REQUIRED ACTION:
The listing below should be copied in full, word for word.

====== PROVIDED RECORDS

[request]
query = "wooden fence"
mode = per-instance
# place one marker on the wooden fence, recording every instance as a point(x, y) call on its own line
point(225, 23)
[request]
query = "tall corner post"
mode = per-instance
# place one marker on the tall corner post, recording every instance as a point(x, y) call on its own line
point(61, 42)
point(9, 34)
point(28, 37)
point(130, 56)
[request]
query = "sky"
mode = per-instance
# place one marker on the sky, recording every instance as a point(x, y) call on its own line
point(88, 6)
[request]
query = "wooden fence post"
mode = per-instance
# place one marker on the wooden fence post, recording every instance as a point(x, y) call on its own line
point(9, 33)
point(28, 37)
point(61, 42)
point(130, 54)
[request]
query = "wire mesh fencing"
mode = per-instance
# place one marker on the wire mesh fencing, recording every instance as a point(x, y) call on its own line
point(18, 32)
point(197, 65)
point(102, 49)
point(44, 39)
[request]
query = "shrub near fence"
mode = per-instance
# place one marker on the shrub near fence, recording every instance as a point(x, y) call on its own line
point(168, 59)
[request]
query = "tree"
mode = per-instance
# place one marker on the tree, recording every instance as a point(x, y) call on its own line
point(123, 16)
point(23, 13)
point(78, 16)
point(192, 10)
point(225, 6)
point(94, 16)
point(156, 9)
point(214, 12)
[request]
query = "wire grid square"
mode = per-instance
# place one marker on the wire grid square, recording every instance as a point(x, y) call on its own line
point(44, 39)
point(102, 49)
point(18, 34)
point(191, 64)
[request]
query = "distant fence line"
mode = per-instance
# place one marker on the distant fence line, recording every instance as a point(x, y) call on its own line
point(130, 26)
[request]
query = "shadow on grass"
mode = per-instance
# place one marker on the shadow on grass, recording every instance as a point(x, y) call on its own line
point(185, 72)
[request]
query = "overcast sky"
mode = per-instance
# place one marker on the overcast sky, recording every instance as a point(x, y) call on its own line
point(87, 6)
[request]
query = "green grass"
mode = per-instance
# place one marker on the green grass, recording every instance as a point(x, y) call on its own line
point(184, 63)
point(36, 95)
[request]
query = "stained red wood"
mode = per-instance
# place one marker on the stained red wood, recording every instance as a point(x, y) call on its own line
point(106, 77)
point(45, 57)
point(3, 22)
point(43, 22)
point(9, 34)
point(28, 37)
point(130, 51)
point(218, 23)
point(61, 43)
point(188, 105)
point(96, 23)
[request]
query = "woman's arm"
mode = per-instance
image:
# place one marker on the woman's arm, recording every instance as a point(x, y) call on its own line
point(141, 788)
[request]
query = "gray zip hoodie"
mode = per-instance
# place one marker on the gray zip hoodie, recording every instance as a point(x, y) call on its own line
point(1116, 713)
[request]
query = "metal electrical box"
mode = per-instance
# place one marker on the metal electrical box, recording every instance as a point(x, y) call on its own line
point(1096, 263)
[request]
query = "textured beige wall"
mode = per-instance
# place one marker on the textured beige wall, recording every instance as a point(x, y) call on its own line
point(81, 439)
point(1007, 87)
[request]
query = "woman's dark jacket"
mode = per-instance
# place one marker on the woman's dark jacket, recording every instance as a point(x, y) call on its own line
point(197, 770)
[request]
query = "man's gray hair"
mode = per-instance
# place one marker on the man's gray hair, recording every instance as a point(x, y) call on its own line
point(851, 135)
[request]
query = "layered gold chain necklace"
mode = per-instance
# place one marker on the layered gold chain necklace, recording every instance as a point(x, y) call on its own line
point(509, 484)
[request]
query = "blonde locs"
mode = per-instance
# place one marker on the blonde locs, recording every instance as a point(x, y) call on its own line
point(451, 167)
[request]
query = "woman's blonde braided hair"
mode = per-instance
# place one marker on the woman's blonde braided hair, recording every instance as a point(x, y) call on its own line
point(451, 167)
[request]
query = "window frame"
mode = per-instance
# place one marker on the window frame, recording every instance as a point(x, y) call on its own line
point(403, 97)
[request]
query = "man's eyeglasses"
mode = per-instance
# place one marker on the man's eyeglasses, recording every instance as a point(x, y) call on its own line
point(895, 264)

============

COMPLETED EXERCISE:
[request]
query = "wooden fence"
mode = per-instance
# place one marker on the wooden fence, recording every instance as a point(x, y) call on its own line
point(225, 23)
[request]
query = "tall corner post"
mode = per-instance
# place one marker on the tall corner post, recording every instance as a point(x, y) call on its own line
point(61, 42)
point(9, 34)
point(28, 37)
point(130, 56)
[request]
query = "sky"
mode = per-instance
# place one marker on the sky, recording every instance as a point(x, y) call on its own line
point(88, 6)
[request]
query = "wooden fence post"
mode = per-instance
# place one marker on the wooden fence post, recording every instance as a point(x, y) call on its own line
point(9, 33)
point(28, 37)
point(61, 42)
point(130, 54)
[request]
query = "wire mesh fencing"
mode = per-instance
# place one marker on the wire mesh fencing, recording every instance as a point(x, y) call on its own line
point(18, 32)
point(197, 65)
point(102, 49)
point(44, 39)
[request]
query = "shrub near fence"
mode = per-instance
# place one marker on the shrub near fence, recording every instance as a point(x, y) call on its own line
point(168, 59)
[request]
query = "tree"
mode = per-instance
# place one marker on the tree, recording every instance as a point(x, y) call on its own line
point(123, 16)
point(23, 13)
point(78, 16)
point(192, 10)
point(225, 6)
point(94, 16)
point(156, 9)
point(214, 12)
[request]
query = "wire grid square"
mode = per-instance
# place one marker on the wire grid square, recording every instance as a point(x, y) call on its own line
point(44, 39)
point(102, 49)
point(18, 34)
point(191, 64)
[request]
query = "distant fence line"
mode = per-instance
# place one marker on the distant fence line, recording every instance as a point(x, y) call on its own line
point(130, 26)
[request]
query = "shadow on grass"
mode = per-instance
# place one marker on the shadow on grass, recording every instance as a point(x, y) call on its own line
point(185, 72)
[request]
query = "overcast sky"
mode = per-instance
# place one marker on the overcast sky, recording every instance as a point(x, y) call on its own line
point(87, 6)
[request]
query = "green grass"
mode = per-instance
# place one marker on the green grass, recording every instance as a point(x, y) call on its own line
point(184, 63)
point(36, 95)
[request]
query = "stained red wood"
mode = per-instance
# place one marker on the stained red wood, recording every instance as a point(x, y) call on its own line
point(106, 77)
point(45, 57)
point(3, 22)
point(43, 22)
point(9, 34)
point(28, 37)
point(130, 51)
point(218, 23)
point(61, 43)
point(188, 105)
point(96, 23)
[request]
query = "woman's arm"
mode = per-instance
image:
# place one marker on the woman's arm, recording every instance as a point(x, y) call on its own line
point(141, 788)
[request]
query = "gray zip hoodie"
mode = per-instance
# place one marker on the gray zip hoodie, recording every instance as a point(x, y) call on its own line
point(1116, 713)
[request]
query = "metal electrical box"
mode = per-instance
# place one marker on the metal electrical box, recording every instance as a point(x, y) call on its own line
point(1096, 263)
[request]
query = "textured beige wall"
mode = per-instance
# place one marker on the textured beige wall, recording every instance as a point(x, y) call on its own line
point(81, 439)
point(1007, 87)
[request]
query = "woman's dark jacket"
mode = per-instance
# place one marker on the woman's dark jacket, recording every instance as a point(x, y) call on its own line
point(197, 770)
[request]
query = "man's gray hair"
mode = per-instance
# place one marker on the man's gray hair, recording every instance as a point(x, y) call on its own line
point(851, 135)
[request]
query = "layered gold chain necklace"
mode = per-instance
# place one marker on the layered gold chain necklace, recording every instance as a point(x, y) call on its own line
point(509, 484)
[request]
query = "blonde locs"
mode = per-instance
# place one marker on the blonde locs, recording every instance as a point(x, y) call on its own line
point(451, 167)
[request]
query = "woman's blonde braided hair"
mode = per-instance
# place one marker on the woman's blonde braided hair, recording every instance as a point(x, y) call on its own line
point(451, 167)
[request]
query = "window frame"
mode = per-instance
# place one marker on the window frame, recording every instance as a point(x, y) call on its own line
point(403, 97)
[request]
query = "man's eyeglasses"
mode = per-instance
# place one marker on the man's eyeglasses, recording every instance as a point(x, y) call on its own line
point(895, 264)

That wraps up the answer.